Items from a dataset:
════════════════
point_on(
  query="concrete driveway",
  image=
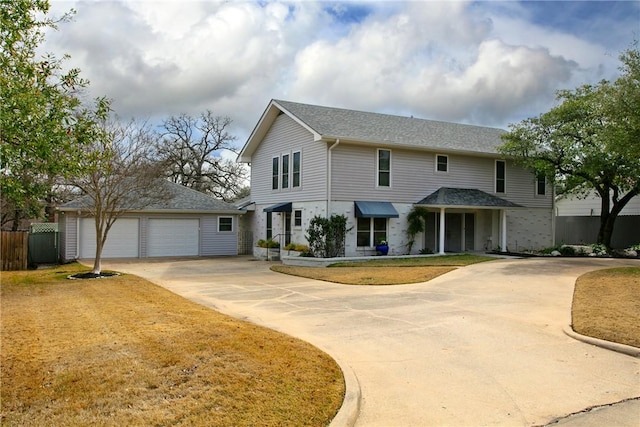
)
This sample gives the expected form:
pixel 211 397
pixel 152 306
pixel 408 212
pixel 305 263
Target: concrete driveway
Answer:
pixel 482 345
════════════════
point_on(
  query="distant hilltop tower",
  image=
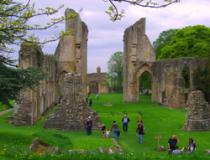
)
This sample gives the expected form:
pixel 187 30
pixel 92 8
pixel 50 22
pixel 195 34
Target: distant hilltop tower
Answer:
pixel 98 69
════════════════
**WHAT YOU WILL DO**
Work out how many lines of the entries contain the word "tower", and answer with that number alone.

**ANSWER**
2